• INPUT DATA:
*** Begin section ***

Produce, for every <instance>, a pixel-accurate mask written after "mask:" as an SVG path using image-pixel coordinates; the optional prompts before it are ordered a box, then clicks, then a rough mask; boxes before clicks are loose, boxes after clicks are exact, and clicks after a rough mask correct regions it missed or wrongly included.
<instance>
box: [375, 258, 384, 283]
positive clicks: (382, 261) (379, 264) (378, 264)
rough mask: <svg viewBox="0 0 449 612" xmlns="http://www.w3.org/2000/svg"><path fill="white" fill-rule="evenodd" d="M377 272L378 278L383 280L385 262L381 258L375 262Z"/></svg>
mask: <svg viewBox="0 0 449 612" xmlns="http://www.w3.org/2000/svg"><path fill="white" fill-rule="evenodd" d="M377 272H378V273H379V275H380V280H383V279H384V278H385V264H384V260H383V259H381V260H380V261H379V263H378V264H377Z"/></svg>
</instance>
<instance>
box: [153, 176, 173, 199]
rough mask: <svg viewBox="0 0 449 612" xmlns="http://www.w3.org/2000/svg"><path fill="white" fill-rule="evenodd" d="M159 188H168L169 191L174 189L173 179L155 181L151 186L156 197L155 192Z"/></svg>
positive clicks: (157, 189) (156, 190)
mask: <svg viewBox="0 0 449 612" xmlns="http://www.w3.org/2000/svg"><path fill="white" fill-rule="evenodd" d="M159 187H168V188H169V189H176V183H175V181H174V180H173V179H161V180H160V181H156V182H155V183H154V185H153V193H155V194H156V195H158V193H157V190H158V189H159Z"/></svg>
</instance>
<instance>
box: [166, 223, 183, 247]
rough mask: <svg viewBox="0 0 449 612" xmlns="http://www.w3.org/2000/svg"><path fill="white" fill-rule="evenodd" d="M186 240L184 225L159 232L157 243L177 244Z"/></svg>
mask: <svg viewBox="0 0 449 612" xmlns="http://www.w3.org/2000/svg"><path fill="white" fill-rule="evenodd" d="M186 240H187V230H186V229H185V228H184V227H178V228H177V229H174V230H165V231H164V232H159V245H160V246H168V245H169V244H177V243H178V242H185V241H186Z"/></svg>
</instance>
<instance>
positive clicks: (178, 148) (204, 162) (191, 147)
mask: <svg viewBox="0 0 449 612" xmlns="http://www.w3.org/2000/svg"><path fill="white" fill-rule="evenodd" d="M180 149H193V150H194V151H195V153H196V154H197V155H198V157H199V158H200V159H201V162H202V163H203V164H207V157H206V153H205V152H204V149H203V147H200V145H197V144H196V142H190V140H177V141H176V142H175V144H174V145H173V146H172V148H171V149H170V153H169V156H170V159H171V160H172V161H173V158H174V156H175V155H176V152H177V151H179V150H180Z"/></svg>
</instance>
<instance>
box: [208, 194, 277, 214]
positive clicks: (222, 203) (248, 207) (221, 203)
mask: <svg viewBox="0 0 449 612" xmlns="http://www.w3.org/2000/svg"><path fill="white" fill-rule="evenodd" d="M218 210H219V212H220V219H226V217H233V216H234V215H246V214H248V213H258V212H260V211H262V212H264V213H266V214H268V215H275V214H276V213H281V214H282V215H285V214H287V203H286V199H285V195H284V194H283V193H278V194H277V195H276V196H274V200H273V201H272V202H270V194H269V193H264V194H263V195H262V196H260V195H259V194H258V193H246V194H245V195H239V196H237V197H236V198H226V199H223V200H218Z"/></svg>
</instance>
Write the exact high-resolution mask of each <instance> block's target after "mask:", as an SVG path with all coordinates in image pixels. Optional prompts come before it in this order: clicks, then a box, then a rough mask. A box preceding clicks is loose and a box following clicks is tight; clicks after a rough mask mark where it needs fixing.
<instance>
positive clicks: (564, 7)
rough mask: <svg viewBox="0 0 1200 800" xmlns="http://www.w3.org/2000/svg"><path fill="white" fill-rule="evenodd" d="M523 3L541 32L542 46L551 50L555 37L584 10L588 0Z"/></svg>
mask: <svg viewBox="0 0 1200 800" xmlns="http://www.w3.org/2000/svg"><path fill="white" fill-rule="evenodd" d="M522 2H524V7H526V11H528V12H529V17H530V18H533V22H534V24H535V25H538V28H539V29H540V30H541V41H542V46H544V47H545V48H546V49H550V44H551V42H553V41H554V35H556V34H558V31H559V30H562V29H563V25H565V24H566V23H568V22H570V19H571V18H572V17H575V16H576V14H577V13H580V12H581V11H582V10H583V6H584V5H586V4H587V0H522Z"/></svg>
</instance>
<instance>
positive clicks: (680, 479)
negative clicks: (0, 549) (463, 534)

*** End section ***

• WHAT IS REQUIRED:
Repeat the listing exactly, leaving nothing out.

• RESPONSE AREA:
Produce, for every <instance>, a pixel-accurate mask written after "mask:" as an SVG path using image-pixel coordinates; the optional prompts before it are ordered a box, then clicks, then a rough mask; boxes before clicks are loose, boxes after clicks are exact, and clicks after a rough mask correct regions it missed or wrongly included.
<instance>
box: [375, 258, 384, 283]
positive clicks: (382, 261) (379, 264) (378, 264)
rough mask: <svg viewBox="0 0 449 612" xmlns="http://www.w3.org/2000/svg"><path fill="white" fill-rule="evenodd" d="M377 272L378 278L383 280L385 262L381 258L375 262Z"/></svg>
mask: <svg viewBox="0 0 449 612" xmlns="http://www.w3.org/2000/svg"><path fill="white" fill-rule="evenodd" d="M377 272H378V273H379V275H380V280H383V279H384V278H385V264H384V260H383V259H381V260H380V261H379V263H378V264H377Z"/></svg>
</instance>
<instance>
box: [153, 176, 173, 199]
rough mask: <svg viewBox="0 0 449 612" xmlns="http://www.w3.org/2000/svg"><path fill="white" fill-rule="evenodd" d="M159 188H168L169 191L174 189L173 179L155 181L151 186L156 197L155 192Z"/></svg>
positive clicks: (157, 189) (156, 190)
mask: <svg viewBox="0 0 449 612" xmlns="http://www.w3.org/2000/svg"><path fill="white" fill-rule="evenodd" d="M159 187H168V188H169V189H176V183H175V181H174V180H173V179H161V180H160V181H156V182H155V183H154V185H153V193H155V194H156V195H158V193H157V190H158V189H159Z"/></svg>
</instance>
<instance>
box: [166, 223, 183, 247]
rough mask: <svg viewBox="0 0 449 612" xmlns="http://www.w3.org/2000/svg"><path fill="white" fill-rule="evenodd" d="M186 240L184 225L159 232L157 243L177 244Z"/></svg>
mask: <svg viewBox="0 0 449 612" xmlns="http://www.w3.org/2000/svg"><path fill="white" fill-rule="evenodd" d="M186 240H187V230H186V229H185V228H184V227H178V228H177V229H174V230H165V231H164V232H159V245H160V246H168V245H169V244H177V243H178V242H185V241H186Z"/></svg>
</instance>
<instance>
positive clicks: (178, 148) (204, 162) (191, 147)
mask: <svg viewBox="0 0 449 612" xmlns="http://www.w3.org/2000/svg"><path fill="white" fill-rule="evenodd" d="M180 149H193V150H194V151H195V153H196V154H197V155H198V157H199V158H200V159H201V162H202V163H203V164H207V157H206V153H205V152H204V149H203V147H200V145H197V144H196V142H190V140H177V141H176V142H175V144H174V145H173V146H172V148H171V149H170V153H169V156H170V159H171V160H172V161H173V158H174V156H175V155H176V152H177V151H179V150H180Z"/></svg>
</instance>
<instance>
box: [208, 194, 277, 214]
positive clicks: (222, 203) (248, 207) (221, 203)
mask: <svg viewBox="0 0 449 612" xmlns="http://www.w3.org/2000/svg"><path fill="white" fill-rule="evenodd" d="M218 210H219V212H220V219H226V217H233V216H234V215H246V214H248V213H258V212H260V211H262V212H264V213H266V214H268V215H275V214H276V213H281V214H282V215H285V214H287V203H286V199H285V195H284V194H283V193H278V194H277V195H276V196H274V200H273V201H272V202H270V194H269V193H264V194H263V195H262V196H260V195H259V194H258V193H246V194H245V195H239V196H237V197H236V198H226V199H223V200H218Z"/></svg>
</instance>
Write the exact high-resolution mask of each <instance> block's target after "mask:", as an SVG path with all coordinates in image pixels. Optional prompts come before it in this order: clicks, then a box, then a rough mask. A box preceding clicks is loose and a box following clicks is tight; clicks after a rough mask mark where it needs fixing.
<instance>
positive clicks: (564, 7)
rough mask: <svg viewBox="0 0 1200 800" xmlns="http://www.w3.org/2000/svg"><path fill="white" fill-rule="evenodd" d="M523 3L541 32L542 46L551 50L555 37L584 10L588 0Z"/></svg>
mask: <svg viewBox="0 0 1200 800" xmlns="http://www.w3.org/2000/svg"><path fill="white" fill-rule="evenodd" d="M522 2H524V7H526V11H528V12H529V17H530V18H533V22H534V24H535V25H538V28H539V29H540V30H541V41H542V46H544V47H545V48H546V49H550V44H551V42H553V41H554V35H556V34H558V31H559V30H562V29H563V25H565V24H566V23H568V22H570V19H571V18H572V17H575V16H576V14H577V13H580V12H581V11H582V10H583V6H584V5H586V4H587V0H522Z"/></svg>
</instance>
<instance>
positive clicks: (680, 479)
negative clicks: (0, 549) (463, 534)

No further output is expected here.